Excerpt provided:
Ensuring patients adhere to a medication schedule is a constant challenge for healthcare providers as many factors – such as cost, convenience and side effects – influence whether a patient takes their pills as prescribed. Multiple studies have found that patients are less likely to consistently take their medication if their out-of-pocket cost for those prescriptions is higher; some patients will take their medications at less frequent intervals to make them last longer, while others will avoid refilling their prescriptions at all.
To address this issue, some payers have introduced plans founded on value-based insurance design (VBID) which offer lower prices for medicines which could have the greatest benefit for patients. Depending on how much of a benefit the drug is likely to have, the payer may also choose to offer some for no out-of-pocket cost.
A new study published in the journal Health Affairs sought to determine whether these VBID plans had the desired effect on patient medication adherence. The researchers found that patients covered under these plans were more likely to fill their prescriptions more often. Interestingly, while the cost of covering a drug under this type of plan in higher for payers, the overall cost of insuring a given patient did not increase, suggesting that patients who take their medication more faithfully tend to need fewer additional healthcare services.
“Enhanced access to high-value drugs that did not lead to an increase in total spending is a win/win for both insurers and patients,” said Director of the University of Michigan Center for Value Based Insurance Design, Dr. Mark Fendrick, senior author of the new review and one of the originators of the VBID concept in the early 2000s. “If total costs are equal, using more medicines that prevent costly hospitalizations is clearly preferable to having people being admitted to a hospital.”
Fendrick and his colleagues reviewed 21 studies conducted in the last decade which compared traditional health insurance plans with the VBID prescription drug plans. Specifically, they analyzed how low copays for medications which treat chronic conditions – including diabetes, hypertension, hyperlipidemia and asthma – affected a patient’s medication adherence.

Study questions:
1) Answer these questions using the article on value-based insurance design:
(a) In which journal was the new study published?
(b) How many studies did Fendrick and his colleagues review?
(c) Which chronic conditions does the article list?
2) Translate this sentence from the article on value-based insurance design into Spanish: "The researchers found that patients covered under these plans were more likely to fill their prescriptions more often."
3) Write the next part of the article on value-based insurance design, starting after its final sentence.
The saved entries play no part in this work.

Saved entries
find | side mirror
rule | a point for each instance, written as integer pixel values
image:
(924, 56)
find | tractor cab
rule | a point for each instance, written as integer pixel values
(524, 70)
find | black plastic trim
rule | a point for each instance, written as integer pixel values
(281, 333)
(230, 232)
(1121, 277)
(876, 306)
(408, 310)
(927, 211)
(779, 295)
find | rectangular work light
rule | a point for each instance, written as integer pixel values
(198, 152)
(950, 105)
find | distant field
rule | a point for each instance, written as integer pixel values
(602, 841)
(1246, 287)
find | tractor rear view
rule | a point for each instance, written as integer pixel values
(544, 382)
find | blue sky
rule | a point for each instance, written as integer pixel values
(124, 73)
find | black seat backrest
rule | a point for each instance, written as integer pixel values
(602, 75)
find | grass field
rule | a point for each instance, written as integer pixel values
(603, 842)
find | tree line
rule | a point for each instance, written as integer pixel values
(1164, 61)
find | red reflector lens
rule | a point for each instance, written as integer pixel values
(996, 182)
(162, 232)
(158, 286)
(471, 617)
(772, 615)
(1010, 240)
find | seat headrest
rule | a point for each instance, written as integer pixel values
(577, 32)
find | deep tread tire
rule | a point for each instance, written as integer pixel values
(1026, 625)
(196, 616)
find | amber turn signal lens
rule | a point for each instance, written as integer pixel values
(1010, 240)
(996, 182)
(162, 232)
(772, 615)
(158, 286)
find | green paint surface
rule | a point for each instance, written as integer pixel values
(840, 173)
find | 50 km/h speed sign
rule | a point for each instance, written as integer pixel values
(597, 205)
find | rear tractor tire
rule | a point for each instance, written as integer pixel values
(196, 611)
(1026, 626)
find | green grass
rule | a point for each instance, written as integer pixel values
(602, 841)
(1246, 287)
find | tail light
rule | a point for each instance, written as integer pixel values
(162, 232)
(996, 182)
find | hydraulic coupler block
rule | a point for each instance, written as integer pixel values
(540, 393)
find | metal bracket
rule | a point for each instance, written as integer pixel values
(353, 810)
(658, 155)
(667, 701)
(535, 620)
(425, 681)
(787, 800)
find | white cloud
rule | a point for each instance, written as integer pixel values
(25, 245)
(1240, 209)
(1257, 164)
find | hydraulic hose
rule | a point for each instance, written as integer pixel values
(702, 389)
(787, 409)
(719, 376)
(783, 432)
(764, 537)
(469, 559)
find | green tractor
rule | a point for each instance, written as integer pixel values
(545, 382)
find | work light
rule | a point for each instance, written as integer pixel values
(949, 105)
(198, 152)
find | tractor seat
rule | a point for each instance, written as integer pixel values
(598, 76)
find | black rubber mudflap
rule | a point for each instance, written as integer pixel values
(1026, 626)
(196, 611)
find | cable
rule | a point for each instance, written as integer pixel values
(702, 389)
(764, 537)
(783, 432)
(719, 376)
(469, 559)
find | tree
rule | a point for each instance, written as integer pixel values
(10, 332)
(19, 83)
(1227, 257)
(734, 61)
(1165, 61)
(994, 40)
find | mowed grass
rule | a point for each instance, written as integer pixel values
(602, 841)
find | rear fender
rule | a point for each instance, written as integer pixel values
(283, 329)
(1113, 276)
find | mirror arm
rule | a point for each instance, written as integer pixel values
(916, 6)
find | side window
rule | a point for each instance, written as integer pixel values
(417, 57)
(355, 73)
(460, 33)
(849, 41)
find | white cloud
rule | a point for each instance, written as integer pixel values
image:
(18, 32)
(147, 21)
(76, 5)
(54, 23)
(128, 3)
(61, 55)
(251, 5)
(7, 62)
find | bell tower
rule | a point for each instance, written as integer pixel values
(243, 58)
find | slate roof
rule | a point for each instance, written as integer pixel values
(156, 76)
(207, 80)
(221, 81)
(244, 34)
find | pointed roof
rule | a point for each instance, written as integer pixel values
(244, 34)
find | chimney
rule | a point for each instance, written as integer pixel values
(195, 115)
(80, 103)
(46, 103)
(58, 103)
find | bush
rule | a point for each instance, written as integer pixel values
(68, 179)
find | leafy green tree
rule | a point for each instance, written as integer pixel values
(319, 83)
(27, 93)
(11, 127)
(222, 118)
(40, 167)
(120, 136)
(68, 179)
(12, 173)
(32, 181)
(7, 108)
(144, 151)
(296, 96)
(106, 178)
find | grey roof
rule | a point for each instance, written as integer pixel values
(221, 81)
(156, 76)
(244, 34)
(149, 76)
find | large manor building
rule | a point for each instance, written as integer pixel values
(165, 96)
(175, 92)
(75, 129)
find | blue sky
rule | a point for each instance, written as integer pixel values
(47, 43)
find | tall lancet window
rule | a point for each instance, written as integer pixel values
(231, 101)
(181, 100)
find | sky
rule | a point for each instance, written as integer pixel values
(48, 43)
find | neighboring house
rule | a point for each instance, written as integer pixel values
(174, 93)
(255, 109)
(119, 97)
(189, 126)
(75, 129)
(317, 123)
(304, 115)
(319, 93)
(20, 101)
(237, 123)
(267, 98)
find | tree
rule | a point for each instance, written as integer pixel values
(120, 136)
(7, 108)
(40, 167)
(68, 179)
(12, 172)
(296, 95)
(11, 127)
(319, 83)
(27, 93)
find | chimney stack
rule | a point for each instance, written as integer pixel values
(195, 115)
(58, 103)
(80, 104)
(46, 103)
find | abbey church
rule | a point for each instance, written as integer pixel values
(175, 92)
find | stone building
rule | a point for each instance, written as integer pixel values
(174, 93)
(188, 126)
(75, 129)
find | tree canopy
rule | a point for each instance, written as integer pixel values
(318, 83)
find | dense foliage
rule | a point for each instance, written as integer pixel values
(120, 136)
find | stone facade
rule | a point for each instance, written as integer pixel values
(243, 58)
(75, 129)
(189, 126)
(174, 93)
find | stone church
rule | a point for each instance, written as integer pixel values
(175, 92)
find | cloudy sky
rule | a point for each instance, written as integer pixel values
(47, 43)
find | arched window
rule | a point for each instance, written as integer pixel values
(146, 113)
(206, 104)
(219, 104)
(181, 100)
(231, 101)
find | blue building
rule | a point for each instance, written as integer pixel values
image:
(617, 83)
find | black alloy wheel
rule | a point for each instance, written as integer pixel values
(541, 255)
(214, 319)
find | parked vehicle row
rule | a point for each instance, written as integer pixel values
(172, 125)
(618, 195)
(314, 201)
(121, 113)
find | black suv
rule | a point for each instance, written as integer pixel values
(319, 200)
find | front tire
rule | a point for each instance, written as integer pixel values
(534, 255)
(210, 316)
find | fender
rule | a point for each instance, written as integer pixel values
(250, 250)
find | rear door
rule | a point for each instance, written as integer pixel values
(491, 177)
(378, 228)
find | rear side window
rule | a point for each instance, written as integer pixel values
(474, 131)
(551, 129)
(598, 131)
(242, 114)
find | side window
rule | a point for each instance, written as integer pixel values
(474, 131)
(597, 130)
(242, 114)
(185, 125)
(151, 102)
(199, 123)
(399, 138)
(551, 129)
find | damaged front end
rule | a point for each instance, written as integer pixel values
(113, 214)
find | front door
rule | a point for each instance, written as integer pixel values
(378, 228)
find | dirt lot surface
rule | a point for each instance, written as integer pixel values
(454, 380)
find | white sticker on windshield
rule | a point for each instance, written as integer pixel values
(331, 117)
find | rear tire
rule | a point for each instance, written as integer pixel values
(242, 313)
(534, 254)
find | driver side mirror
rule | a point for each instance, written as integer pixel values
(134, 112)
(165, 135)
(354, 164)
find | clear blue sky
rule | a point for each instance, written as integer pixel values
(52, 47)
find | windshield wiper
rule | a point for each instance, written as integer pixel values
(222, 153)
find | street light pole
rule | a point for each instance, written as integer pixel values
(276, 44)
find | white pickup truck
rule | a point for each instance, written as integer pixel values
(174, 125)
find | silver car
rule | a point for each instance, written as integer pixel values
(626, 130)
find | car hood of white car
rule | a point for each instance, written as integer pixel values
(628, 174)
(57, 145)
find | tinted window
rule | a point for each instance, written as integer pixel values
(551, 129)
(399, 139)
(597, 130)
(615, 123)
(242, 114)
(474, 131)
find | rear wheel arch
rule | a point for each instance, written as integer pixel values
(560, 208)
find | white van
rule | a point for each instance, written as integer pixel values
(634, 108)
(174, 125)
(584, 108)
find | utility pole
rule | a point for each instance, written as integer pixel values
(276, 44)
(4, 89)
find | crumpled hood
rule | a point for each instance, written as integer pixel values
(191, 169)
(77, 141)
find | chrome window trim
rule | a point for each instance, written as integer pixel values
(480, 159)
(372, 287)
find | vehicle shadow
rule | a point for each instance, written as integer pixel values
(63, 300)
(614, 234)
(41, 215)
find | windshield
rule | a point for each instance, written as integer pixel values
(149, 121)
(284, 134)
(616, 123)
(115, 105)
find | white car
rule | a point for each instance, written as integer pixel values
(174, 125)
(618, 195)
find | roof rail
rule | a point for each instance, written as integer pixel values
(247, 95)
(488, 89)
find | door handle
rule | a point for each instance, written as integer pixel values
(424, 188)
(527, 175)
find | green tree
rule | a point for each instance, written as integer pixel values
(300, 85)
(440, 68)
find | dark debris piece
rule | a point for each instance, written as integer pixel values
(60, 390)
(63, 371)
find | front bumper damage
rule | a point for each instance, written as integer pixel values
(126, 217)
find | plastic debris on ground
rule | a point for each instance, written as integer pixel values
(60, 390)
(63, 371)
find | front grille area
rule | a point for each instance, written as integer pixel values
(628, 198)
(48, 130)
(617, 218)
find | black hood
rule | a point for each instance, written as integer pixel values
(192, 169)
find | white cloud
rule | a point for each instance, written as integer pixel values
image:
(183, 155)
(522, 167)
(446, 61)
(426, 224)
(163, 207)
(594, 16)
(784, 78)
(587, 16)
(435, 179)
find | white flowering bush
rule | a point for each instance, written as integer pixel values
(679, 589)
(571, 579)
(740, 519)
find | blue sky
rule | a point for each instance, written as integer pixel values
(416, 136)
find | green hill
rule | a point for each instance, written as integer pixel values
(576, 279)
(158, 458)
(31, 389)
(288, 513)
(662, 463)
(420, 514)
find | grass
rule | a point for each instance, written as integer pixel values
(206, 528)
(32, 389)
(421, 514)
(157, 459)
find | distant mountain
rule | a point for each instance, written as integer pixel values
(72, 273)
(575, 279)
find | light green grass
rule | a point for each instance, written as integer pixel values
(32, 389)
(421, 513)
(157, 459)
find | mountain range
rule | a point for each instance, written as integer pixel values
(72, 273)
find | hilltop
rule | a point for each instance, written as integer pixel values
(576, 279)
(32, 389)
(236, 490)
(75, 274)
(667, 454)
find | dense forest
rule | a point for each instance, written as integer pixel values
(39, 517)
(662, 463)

Exercise results:
1)
(a) Health Affairs
(b) 21
(c) Diabetes, hypertension, hyperlipidemia and asthma

2) Los investigadores descubrieron que los pacientes cubiertos por estos planes tenían más probabilidades de surtir sus recetas con mayor frecuencia.

3)
They assessed how faithful patients were to their medication schedule by looking at the duration of a prescription and comparing it to the amount of medication they had actually picked up from the pharmacy. In order to determine what effect the VBID plans had on payers, the research team also analyzed healthcare spending, clinical outcomes and whether patients made use of other healthcare services covered by their insurers.
In terms of diabetes patients, the researchers found that all studies showed an increase in drug adherence when patients were covered under a VBID plan. The do, however, admit that some patients were offered the chance to participate in a disease management program which may also have contributed to higher adherence rates.
All studies of statin use showed improved medication adherence among VBID-covered patients with high cholesterol, and the majority of studies of hypertension medication showed the same. Of the five studies which examined medication use in asthma patients, two showed that the value-based plans helped patients adhere to medications.
In three of the nine studies which analyzed the cost of these plans, patients were found to have significantly lower out-of-pocket costs compared to those on conventional insurance plans. In most studies, insurers were found to pay more for medications however, they also showed that decreased spending on other healthcare services helped payers to offset this cost.
While the US healthcare system still has a long way to go before the problem of patient non-adherence to medications is under control, the VBID-type insurance plans seem to be making headway. The challenge now lies in providing more patients with access to these healthcare plans, particularly those with chronic conditions which require long-term disease management.